TEXT SECTION =>
☆ ☆ ☆ ☆

What is ophthalmology and optometry equipment worth?
Eye care equipment is valued under USPAP by category, age, technology generation, software and license status, and the active resale market for each class: exam lanes, diagnostics like OCT and fundus cameras, surgical systems and lasers, and the optical side of the practice. Diagnostic technology moves value more than cosmetic condition, and what conveys with the device, software, licenses and service history, often decides the number. Lukes & Lukes is an independent Machinery & Equipment (M&E) appraisal firm; every report is prepared by a NEBB-certified Machinery & Equipment Appraiser (CMEA).
By Jared Lukes · CEO & lead appraiser · July 16, 2026 · Reviewed by Jesse Lukes
What we appraise in an eye care practice
An ophthalmology or optometry practice is really several equipment markets under one roof, and each is valued on its own evidence.
- Exam lanes: chairs and stands, phoropters, slit lamps, keratometers and the lane instruments that work as a set.
- Diagnostics: OCT, fundus cameras, autorefractors, tonometers, corneal topographers and visual field analyzers.
- Surgical: phacoemulsification systems, operating microscopes, and YAG, SLT and excimer lasers.
- Optical and dispensing: lens edgers, lensometers, pupilometers and finishing equipment.
- Support: sterilization, instrument processing and the exam room build-out that moves with the equipment.
What actually drives the number
Technology generation leads. A current OCT or fundus camera holds value because the installed base of practices wants it; a unit two or three software generations back sells at a fraction of its original cost no matter how clean it looks. Software and licensing sit right behind it: many diagnostic platforms are only worth full value if the software license, database and service eligibility transfer with the hardware, and we confirm what conveys before it goes in the report. Lanes are valued as working sets, because a matched lane sells better than the same instruments scattered as parts. On the surgical side, usage and service history carry the weight a mileage figure carries on a truck: a phaco system or laser with documented service and current manufacturer support is a different asset from the same model with neither.
The resale market is the evidence
Eye care equipment trades in an active secondary market of specialty dealers, refurbishers and practice-transition sales, and that market is where the comparable evidence comes from. It is also uneven. Exam lane furniture and optical finishing equipment move steadily at modest prices, while late-generation diagnostics and well-documented surgical lasers command real money from buyers who know exactly what they are looking for. An appraisal reads each class against its own market rather than applying one blanket percentage to the whole asset list, which is how insurance schedules and back-of-envelope estimates go wrong.
Which premise fits your situation
The same exam lane carries different values for different questions. A practice sale or transition usually calls for fair market value. A loan or SBA file usually calls for a liquidation premise, orderly liquidation value or net orderly liquidation value, because the lender needs to know what the collateral returns if things go wrong. An estate, a partner buy-in or buy-out, or a divorce calls for fair market value as of a specific date. We confirm the premise before we begin so the number answers the question actually being asked.

☆ ☆ ☆ ☆

YOUR OBJECTIVE =>
Answer these from the eye care equipment text:
(a) Who reviewed the text?
(b) What premise does a loan or SBA file usually call for?
(c) Which kinds of equipment move steadily at modest prices?
The listing after this point is separate material, unrelated to the eye care equipment text.

Region descriptions in natural language =>
☆ ☆ ☆ ☆

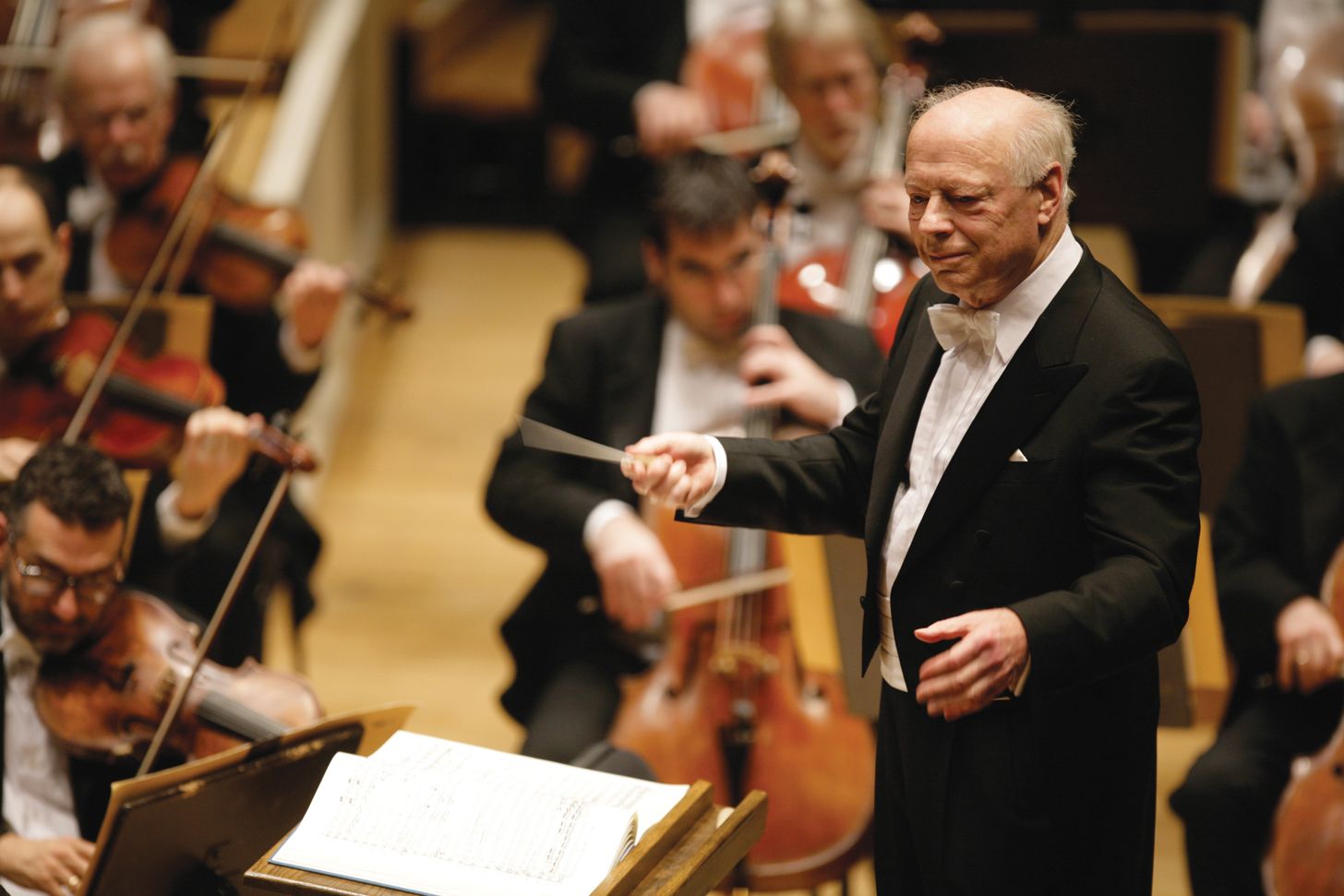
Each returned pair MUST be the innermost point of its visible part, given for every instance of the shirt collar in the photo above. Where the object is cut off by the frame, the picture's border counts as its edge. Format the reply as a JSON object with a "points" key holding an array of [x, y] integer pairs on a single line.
{"points": [[1019, 309]]}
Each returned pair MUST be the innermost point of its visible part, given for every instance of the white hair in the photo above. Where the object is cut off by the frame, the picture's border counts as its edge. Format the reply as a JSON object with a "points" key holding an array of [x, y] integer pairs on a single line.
{"points": [[1043, 138], [96, 32]]}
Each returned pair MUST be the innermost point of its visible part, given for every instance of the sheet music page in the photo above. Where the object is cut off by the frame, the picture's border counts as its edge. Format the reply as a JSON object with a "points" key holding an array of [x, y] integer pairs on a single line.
{"points": [[444, 818]]}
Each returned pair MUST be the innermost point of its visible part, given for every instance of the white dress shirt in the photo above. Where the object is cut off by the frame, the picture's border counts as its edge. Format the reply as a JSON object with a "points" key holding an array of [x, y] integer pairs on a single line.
{"points": [[958, 389], [38, 799]]}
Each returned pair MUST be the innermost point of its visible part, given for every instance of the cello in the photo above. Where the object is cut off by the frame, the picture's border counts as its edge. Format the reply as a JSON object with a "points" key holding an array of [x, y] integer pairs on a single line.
{"points": [[728, 701], [1306, 849]]}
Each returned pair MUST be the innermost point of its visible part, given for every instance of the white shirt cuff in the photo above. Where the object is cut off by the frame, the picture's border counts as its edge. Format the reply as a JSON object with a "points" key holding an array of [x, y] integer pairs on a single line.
{"points": [[847, 400], [175, 530], [721, 474], [300, 357], [600, 516]]}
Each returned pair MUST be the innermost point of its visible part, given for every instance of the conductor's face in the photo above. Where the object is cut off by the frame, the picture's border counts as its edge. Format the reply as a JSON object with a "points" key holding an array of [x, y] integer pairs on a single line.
{"points": [[710, 280], [978, 230]]}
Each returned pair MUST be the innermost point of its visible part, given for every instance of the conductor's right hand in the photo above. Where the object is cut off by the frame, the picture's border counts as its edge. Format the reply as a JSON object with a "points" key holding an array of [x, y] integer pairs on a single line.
{"points": [[675, 469], [633, 569], [53, 866]]}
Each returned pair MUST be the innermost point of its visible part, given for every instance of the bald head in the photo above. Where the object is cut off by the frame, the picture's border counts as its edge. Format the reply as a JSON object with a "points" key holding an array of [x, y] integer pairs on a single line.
{"points": [[115, 85], [987, 185]]}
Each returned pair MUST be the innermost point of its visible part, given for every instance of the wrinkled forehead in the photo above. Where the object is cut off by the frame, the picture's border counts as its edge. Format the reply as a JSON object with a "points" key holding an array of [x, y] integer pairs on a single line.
{"points": [[118, 73]]}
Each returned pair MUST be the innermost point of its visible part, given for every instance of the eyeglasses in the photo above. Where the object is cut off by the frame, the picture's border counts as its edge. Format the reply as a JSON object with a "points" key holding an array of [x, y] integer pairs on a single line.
{"points": [[47, 582]]}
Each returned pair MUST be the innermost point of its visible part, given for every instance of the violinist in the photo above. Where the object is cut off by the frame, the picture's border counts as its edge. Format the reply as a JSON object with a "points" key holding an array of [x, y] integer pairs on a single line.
{"points": [[64, 531], [679, 353], [114, 83], [34, 254], [1281, 521], [828, 56]]}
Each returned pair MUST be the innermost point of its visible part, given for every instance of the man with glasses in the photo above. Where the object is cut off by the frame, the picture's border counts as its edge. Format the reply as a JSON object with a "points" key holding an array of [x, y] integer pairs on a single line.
{"points": [[65, 525], [683, 353]]}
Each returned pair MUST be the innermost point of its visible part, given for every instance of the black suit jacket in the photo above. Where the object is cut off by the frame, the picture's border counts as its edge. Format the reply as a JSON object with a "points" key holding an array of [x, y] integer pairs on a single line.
{"points": [[1092, 543], [600, 380], [244, 345], [1281, 519]]}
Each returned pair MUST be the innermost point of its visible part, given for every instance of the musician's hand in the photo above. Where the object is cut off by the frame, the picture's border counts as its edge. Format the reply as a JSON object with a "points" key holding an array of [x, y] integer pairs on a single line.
{"points": [[668, 118], [1311, 651], [54, 866], [680, 472], [311, 295], [14, 454], [214, 451], [781, 375], [633, 569], [985, 661], [886, 206]]}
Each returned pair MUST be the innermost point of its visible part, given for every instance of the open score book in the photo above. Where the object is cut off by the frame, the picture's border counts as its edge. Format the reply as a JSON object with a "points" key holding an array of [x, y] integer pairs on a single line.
{"points": [[442, 818]]}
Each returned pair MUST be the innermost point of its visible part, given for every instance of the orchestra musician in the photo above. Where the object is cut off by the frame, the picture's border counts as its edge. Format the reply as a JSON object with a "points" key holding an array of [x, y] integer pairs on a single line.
{"points": [[1027, 485], [1281, 521], [117, 93], [64, 530], [34, 254], [828, 58], [114, 83], [1311, 279], [675, 356]]}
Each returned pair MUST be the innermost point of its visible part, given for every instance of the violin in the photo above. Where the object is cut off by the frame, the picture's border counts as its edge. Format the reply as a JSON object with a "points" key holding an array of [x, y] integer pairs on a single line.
{"points": [[730, 703], [864, 283], [244, 251], [144, 404], [1306, 849], [105, 700]]}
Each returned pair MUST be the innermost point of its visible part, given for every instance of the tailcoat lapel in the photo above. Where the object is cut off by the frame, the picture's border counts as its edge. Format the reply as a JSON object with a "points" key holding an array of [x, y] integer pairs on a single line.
{"points": [[1032, 386]]}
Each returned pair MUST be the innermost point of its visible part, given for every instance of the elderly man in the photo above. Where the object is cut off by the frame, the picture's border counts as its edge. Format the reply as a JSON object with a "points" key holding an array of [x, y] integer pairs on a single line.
{"points": [[117, 94], [34, 254], [64, 527], [681, 355], [1027, 488]]}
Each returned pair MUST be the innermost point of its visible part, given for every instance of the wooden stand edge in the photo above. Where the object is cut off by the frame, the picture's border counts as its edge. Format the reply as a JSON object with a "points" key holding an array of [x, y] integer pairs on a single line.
{"points": [[687, 854]]}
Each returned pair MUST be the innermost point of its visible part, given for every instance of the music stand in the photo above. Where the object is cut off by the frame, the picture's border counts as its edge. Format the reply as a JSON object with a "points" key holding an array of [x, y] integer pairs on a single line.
{"points": [[197, 828]]}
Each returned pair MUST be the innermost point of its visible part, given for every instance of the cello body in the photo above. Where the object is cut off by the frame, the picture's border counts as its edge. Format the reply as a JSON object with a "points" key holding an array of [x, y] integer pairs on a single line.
{"points": [[730, 704]]}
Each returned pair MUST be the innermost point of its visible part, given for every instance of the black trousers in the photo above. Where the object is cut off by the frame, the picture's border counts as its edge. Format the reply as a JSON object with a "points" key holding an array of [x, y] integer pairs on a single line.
{"points": [[574, 711], [954, 813], [1230, 794]]}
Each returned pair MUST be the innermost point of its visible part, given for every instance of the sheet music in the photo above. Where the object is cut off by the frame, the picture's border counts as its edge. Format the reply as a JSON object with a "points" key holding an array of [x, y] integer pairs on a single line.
{"points": [[445, 818]]}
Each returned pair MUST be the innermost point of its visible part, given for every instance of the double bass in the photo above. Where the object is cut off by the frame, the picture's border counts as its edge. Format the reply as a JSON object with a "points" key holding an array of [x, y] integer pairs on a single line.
{"points": [[728, 701], [869, 281]]}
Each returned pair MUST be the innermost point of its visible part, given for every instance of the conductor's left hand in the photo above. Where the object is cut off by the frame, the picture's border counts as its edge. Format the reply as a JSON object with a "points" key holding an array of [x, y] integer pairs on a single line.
{"points": [[675, 469], [984, 663]]}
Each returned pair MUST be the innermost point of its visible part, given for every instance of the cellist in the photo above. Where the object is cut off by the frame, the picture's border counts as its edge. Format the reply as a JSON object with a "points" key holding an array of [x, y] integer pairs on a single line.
{"points": [[34, 253], [674, 355], [1281, 521]]}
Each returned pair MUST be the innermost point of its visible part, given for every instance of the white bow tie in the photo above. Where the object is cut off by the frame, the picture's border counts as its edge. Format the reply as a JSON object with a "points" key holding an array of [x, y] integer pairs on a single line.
{"points": [[954, 326]]}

☆ ☆ ☆ ☆

TASK RESPONSE =>
(a) Jesse Lukes.
(b) A liquidation premise: orderly liquidation value or net orderly liquidation value.
(c) Exam lane furniture and optical finishing equipment.